EXTRACT TO READ
____
A Canadian investment fund almost singlehandedly launched uranium spot prices into orbit with a buying spree that has put the nuclear power industry on alert.
The spot uranium price for deliveries this month leapt 30.8% over 30 days to $39.75/lb as of 1 p.m. on Sept. 7 — a steep rise for a commodity market that previously saw years of sagging prices, according to data from S&P Global Platts. Market analysts credited Sprott Asset Management LP, a uranium trust formed in July to buy up low-cost uranium on the spot market and hold it for the long-term, for jolting the market with a wave of purchases.
The nuclear power industry, which largely buys fuel on long-term contracts, is not panicking as it can absorb even a one-third increase in price, but the industry is wary that the fund could continue to push up fuel costs.
For Sprott, this is all part of the plan.
"We're just a conduit for investors to express their view, right?" Sprott CEO John Ciampaglia told S&P Global Market Intelligence. "Our job is [to] go out and buy more pounds. If that has a knock-on effect on the price, then I guess indirectly we've got that influence on price discovery."
Big fish, small pond
The thesis Sprott provided to investors was simple: If they were given funding, they would purchase material out of a spot market that was flooded with excess supply following the 2011 nuclear disaster at Fukushima Daiichi in Japan.
Between Sept. 2 and Sept. 7, the trust acquired more than 3 million pounds of uranium on the spot market. As of Sept. 7, the trust held 24 million pounds at a market value of more than US$1 billion.
Sprott's Ciampaglia said the investment outfit learned the power of a single market catalyst during the "meme stock" boom earlier in the year. Retail investors made a coordinated purchase of stock in game seller GameStop and sent the stock price soaring despite no change in the fundamentals of the stock. A silver trust held by Sprott benefited when retail investors moved from specific equities to silver-focused market offerings.
The relatively small size of the uranium market could mean an unpredictable level of explosivity if the investor audience broadened, Ciampaglia said.
"You just can't predict how explosive it could be," Ciampaglia said.
____
RECORDS
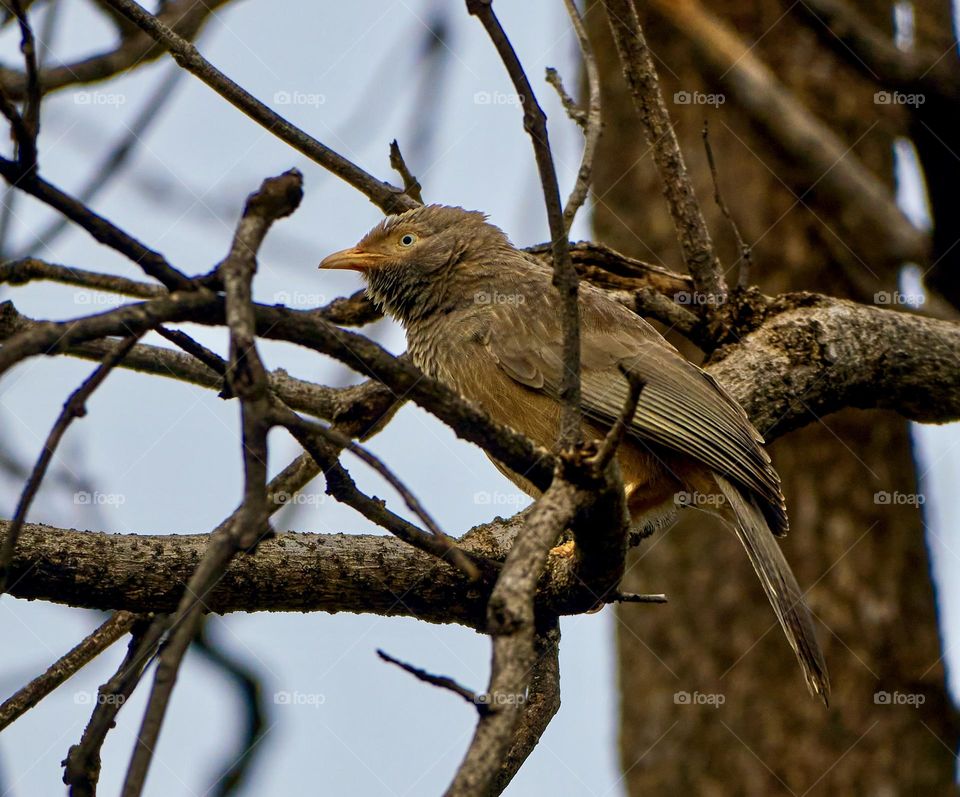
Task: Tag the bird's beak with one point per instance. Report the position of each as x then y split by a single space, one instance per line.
353 258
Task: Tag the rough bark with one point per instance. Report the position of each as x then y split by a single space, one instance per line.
865 562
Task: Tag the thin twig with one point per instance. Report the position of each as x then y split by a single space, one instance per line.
74 407
411 185
441 681
27 134
341 485
277 197
240 764
570 105
608 448
387 197
746 253
82 764
633 597
20 272
691 228
110 166
511 625
565 278
590 120
152 263
66 666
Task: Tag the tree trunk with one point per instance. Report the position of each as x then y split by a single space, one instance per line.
713 702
____
REQUIRED ACTIONS
[A] Please say whether each statement agrees with the uranium article, answering yes or no and quoting the words of the article that decide it. (i) The spot uranium price rose 30.8% over 30 days. (ii) The nuclear power industry buys most of its fuel on the spot market. (iii) As of Sept. 7, the Sprott trust held 24 million pounds of uranium.
[B] Write what comes next in the uranium article, starting after its last sentence.
The data has no connection to the article on uranium prices.

LIST OF ANSWERS
[A]
(i) Yes: "The spot uranium price for deliveries this month leapt 30.8% over 30 days to $39.75/lb"
(ii) No: "The nuclear power industry, which largely buys fuel on long-term contracts"
(iii) Yes: "As of Sept. 7, the trust held 24 million pounds at a market value of more than US$1 billion."

[B]
The uranium trust benefited from market conditions improving in nuclear energy, as the world moves toward lower carbon energy sources, said Scott Melbye, executive vice president of U.S.-based miner Uranium Energy Corp. However the "correlation" between the trust's buying activity and the rising price is undeniable, Melbye said.
"Sprott coming in has really been the tipping point. It's been very significant."
Nuclear power is watching
After the Fukushima disaster, nuclear power plant operators experienced lower contracting prices. That trend lasted until the coronavirus pandemic knocked major sources of uranium offline, creating a supply shock that drove up prices and incentivized new investment in the space, though that upward trend calmed when the Sprott uranium trust arrived in July.
Power companies with nuclear reactors said they are not worried about price increases resulting from the trust's buying activity — at least not yet.
The fuel cost associated with nuclear energy is far lower than for coal and natural gas generators, so nuclear plants are "relatively insensitive" to a "bump in the spot price," American Nuclear Society president Steve Nesbit told S&P Global Market Intelligence. For nuclear utilities to feel the pain, prices would need to be an "order of magnitude" larger, even twice as high, Nesbit said.
"It takes a while for it to sink in," Nesbit said.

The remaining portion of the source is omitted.